▶ [Excerpted text]:
________________________________________
Wednesday, August 28, 2013

Not "Just" a Sub

Here we are, at the start of another school year, and I'm facing the same question I do every year: "So, have you found a job yet, or are you still subbing?"

It's a reasonable question, I suppose, but after hearing it more times than I can count, it feels a lot different.  It feels more like, "Are you successful yet??"

And that is the heart of what I struggle with most about my current profession.  Both within the teaching realm, and without, substitute teaching is often thought of as the lesser position.  "Have you found a job yet, or are you still subbing?" Because we know subbing isn't a real job.

And if I'm being honest, I've felt that way before.  When I started out as a licensed teacher in the Fall of 2006, subbing was decidedly NOT what I wanted to do.  I was pretty much convinced that I'd graduate, get a job and then I'd be set!  In 2006, the teaching profession hadn't experienced the decline in jobs and resources that it did just a few years later.  There were teaching jobs to be found!  And I was pretty convinced I would get one.  After all, I wanted to return to my small hometown.  I knew the schools (I'd volunteered in them), I knew the entire interview committee.  They all knew my parents - respected teachers who had worked in the district for 30 years each.  It was a given that they would give me one of the 4 open positions I applied for.  A given.

Except it wasn't.  They chose other applicants and I was devastated.  But it was OK, I'd sub for the year, and then they'd really know me and I'd get hired the next year.  I didn't love subbing, but I survived.  Occasionally enjoyed it, but was so ready to be done!  I applied for jobs again, interviewed again, with people I not only knew, but had worked with as a sub.  This time I was IN!

But then came the crushing blow that I was not.  Again.

So I weighed my options and decided that I didn't want to limit myself to this small district that seemed set in their decision to not give me a chance.  I moved to Salem - a district with no fewer than 45 elementary schools.  And I subbed again.  I went all over town to nearly every school in town.  I started to get to know people, but then came the budget cuts, and there were no jobs to be found.

And so for the next few years I subbed, and applied to whatever jobs that appeared, but didn't get called to interview for any.

Things have started to turn around slowly for schools, and jobs are becoming available again.  I've applied to some, but have found myself not nearly as disappointed to be turned down.

Why?

A question that has plagued me for the past year.

Why am I relived?  Do I WANT to still be subbing?  Do I?

But if I do want to sub, what does that say about me?  Do I have no ambition?  Am I not capable?  Because as I've heard the question so many times - "Have you found a job yet, or are you still subbing? - I've let the thought creep in - subbing is not as important.  It is not as valid.  It is not a "real job".

How can I admit to having this fake, illegitimate teaching job?  How can I admit to choosing it?

But you see, those thoughts are wrong!  And I know it.
________________________________________
▶ [Dataset content]:
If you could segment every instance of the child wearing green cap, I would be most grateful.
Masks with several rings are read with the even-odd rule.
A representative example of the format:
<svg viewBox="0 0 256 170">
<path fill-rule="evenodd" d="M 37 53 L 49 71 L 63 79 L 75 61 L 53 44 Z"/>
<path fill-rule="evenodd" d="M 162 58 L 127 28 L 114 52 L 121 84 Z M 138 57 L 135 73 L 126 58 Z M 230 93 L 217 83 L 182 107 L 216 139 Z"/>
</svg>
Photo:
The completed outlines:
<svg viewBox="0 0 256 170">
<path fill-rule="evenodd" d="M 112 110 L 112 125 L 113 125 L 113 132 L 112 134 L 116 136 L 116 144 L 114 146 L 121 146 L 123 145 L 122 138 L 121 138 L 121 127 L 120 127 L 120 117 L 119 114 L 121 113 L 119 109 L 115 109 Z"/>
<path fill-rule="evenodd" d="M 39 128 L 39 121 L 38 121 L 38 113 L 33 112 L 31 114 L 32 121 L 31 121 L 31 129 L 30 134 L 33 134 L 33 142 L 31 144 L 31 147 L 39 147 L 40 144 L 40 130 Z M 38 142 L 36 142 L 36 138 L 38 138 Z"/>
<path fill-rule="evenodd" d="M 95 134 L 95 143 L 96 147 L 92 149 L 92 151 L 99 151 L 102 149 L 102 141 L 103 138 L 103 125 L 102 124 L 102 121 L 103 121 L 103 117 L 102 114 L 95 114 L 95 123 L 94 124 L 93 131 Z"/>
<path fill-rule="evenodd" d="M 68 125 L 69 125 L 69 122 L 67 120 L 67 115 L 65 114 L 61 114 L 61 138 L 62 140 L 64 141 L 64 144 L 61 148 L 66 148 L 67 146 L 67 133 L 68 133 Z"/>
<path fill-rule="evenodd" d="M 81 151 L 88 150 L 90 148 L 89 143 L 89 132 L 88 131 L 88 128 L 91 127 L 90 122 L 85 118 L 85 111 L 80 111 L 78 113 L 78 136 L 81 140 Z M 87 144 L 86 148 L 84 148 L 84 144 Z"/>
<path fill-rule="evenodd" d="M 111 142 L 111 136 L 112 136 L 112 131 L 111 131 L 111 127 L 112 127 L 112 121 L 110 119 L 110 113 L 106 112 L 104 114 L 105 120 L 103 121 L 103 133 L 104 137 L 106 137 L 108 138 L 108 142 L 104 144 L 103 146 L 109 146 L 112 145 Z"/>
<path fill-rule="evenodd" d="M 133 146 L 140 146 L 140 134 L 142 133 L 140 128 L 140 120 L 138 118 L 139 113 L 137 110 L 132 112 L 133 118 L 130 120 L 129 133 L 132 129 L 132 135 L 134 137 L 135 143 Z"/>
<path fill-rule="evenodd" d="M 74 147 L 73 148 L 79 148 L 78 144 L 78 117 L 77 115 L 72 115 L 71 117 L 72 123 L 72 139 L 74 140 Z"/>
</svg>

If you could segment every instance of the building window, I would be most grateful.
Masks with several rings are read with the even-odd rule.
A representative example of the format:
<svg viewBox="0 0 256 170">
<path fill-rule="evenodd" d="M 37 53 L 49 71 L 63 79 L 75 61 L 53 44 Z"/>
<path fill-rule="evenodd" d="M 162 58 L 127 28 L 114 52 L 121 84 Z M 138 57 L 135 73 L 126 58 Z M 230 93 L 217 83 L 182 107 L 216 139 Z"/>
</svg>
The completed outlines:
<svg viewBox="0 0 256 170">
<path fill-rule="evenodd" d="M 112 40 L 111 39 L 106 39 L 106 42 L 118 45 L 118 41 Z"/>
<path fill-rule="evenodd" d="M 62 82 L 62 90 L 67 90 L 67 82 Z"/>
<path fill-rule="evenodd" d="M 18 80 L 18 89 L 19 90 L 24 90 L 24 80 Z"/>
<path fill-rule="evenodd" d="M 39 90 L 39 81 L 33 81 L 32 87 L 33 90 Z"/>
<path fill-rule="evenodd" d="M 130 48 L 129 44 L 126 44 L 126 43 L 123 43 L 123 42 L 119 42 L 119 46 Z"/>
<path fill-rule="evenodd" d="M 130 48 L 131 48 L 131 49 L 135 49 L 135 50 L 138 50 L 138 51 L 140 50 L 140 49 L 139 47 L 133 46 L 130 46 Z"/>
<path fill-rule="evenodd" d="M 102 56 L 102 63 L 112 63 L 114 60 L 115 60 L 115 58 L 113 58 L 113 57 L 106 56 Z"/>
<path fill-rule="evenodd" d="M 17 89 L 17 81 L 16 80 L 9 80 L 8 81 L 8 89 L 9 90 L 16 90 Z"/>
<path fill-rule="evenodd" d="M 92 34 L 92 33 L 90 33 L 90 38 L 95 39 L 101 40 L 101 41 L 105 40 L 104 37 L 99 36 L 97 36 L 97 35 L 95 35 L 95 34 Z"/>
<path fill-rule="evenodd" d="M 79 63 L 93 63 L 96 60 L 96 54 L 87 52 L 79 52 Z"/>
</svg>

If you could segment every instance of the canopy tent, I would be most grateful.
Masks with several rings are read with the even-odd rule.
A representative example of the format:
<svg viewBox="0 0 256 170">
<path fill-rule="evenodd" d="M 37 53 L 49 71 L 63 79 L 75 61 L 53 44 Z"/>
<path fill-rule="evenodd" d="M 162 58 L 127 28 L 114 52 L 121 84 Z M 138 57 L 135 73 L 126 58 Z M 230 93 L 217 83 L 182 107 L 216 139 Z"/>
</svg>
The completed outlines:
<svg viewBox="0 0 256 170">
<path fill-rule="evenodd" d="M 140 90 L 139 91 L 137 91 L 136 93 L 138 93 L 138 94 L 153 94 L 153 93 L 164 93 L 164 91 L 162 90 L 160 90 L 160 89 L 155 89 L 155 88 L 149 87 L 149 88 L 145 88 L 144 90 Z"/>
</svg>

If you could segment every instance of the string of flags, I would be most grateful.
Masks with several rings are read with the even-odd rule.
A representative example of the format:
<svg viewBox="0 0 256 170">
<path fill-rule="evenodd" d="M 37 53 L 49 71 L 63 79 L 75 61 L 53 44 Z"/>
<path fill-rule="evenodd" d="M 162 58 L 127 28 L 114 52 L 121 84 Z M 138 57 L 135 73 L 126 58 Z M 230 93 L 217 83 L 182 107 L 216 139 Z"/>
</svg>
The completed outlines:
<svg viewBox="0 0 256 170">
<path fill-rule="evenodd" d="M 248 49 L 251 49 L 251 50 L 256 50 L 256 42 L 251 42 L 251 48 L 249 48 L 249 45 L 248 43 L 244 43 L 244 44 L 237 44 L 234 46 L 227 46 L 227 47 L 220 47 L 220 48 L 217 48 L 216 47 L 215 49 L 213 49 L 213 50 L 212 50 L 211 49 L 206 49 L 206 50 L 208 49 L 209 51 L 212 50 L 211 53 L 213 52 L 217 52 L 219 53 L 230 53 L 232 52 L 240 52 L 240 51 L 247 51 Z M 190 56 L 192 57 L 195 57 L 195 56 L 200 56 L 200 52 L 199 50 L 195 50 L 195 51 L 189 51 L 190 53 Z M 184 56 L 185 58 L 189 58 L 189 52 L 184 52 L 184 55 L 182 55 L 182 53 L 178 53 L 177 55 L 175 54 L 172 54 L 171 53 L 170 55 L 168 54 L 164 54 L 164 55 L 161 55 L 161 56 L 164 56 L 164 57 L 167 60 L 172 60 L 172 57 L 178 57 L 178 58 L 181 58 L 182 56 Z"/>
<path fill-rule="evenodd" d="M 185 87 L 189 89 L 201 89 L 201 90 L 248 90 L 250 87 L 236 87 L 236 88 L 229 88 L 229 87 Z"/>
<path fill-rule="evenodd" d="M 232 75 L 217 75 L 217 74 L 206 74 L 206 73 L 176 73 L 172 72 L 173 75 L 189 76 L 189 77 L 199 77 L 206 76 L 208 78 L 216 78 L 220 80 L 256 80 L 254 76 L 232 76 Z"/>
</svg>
________________________________________
▶ [What is asked]:
1. Could you reproduce the records word for word, from their very first line through the line containing "81 151 L 88", with both of those lines included?
2. Can you resume the blog post about substitute teaching, carrying it on from its final sentence?

▶ [Answers per task]:
1.
If you could segment every instance of the child wearing green cap, I would be most grateful.
Masks with several rings are read with the even-odd rule.
A representative example of the format:
<svg viewBox="0 0 256 170">
<path fill-rule="evenodd" d="M 37 53 L 49 71 L 63 79 L 75 61 L 53 44 Z"/>
<path fill-rule="evenodd" d="M 162 58 L 127 28 L 114 52 L 121 84 Z M 138 57 L 135 73 L 126 58 Z M 230 93 L 217 83 L 182 107 L 216 139 Z"/>
</svg>
Photo:
The completed outlines:
<svg viewBox="0 0 256 170">
<path fill-rule="evenodd" d="M 112 110 L 112 125 L 113 125 L 113 132 L 112 134 L 116 136 L 116 144 L 114 146 L 121 146 L 123 145 L 122 138 L 121 138 L 121 127 L 120 127 L 120 117 L 119 114 L 121 113 L 119 109 L 115 109 Z"/>
<path fill-rule="evenodd" d="M 39 128 L 39 121 L 38 121 L 38 113 L 33 112 L 31 114 L 32 121 L 31 121 L 31 129 L 30 134 L 33 134 L 33 142 L 31 144 L 31 147 L 39 147 L 40 144 L 40 130 Z M 38 142 L 36 142 L 36 138 L 38 138 Z"/>
<path fill-rule="evenodd" d="M 95 134 L 95 143 L 96 147 L 92 149 L 92 151 L 99 151 L 102 149 L 102 141 L 103 138 L 103 125 L 102 124 L 102 121 L 103 121 L 103 117 L 102 114 L 95 114 L 95 123 L 94 124 L 93 131 Z"/>
<path fill-rule="evenodd" d="M 68 125 L 69 125 L 69 122 L 67 120 L 67 115 L 65 114 L 61 114 L 61 138 L 62 140 L 64 141 L 64 144 L 61 148 L 66 148 L 67 146 L 67 133 L 68 133 Z"/>
<path fill-rule="evenodd" d="M 81 151 L 88 150 L 90 148 L 89 143 L 89 132 L 88 131 L 88 128 L 91 127 L 90 122 L 85 118 L 85 111 L 80 111 L 78 113 L 78 136 L 81 140 Z M 87 144 L 86 148 L 84 148 L 84 144 Z"/>

2.
Subbing is one of the hardest things I've ever done.  I walk into a classroom everyday not knowing what lessons I'll be teaching, not knowing what duties will be expected of me, not knowing what students await.  I sometimes have as little as 5 minutes to read a teacher's lesson plans and make sure I know where everything is and how to teach it - if I 'm lucky enough to have plans at all!  How's that for terrifying? Here are 30 students whose names you don't know, and you don't know what they've already done, and you don't know when they have P.E. or lunch and good luck keeping them engaged for the next 6.5 hours!  Sometimes, students are hostile.  Sometimes they are just loud!  Sometimes, they don't understand the task they are supposed to be doing and you end up teaching something else entirely.  I have to fake confidence, because if they sense that I'm not in control, it's all over.  I have to learn 30 names in a couple hours.  I have to make sure the students learn what they're supposed to, make sure they arrive to places on time, keep them under control, and solve any number of emotional, relational problems that happen, and sometimes, I've never met these kids before.

Subbing is hard.  It is not a lesser job.  It not something I should feel embarrassed about.  And I've finally realized that.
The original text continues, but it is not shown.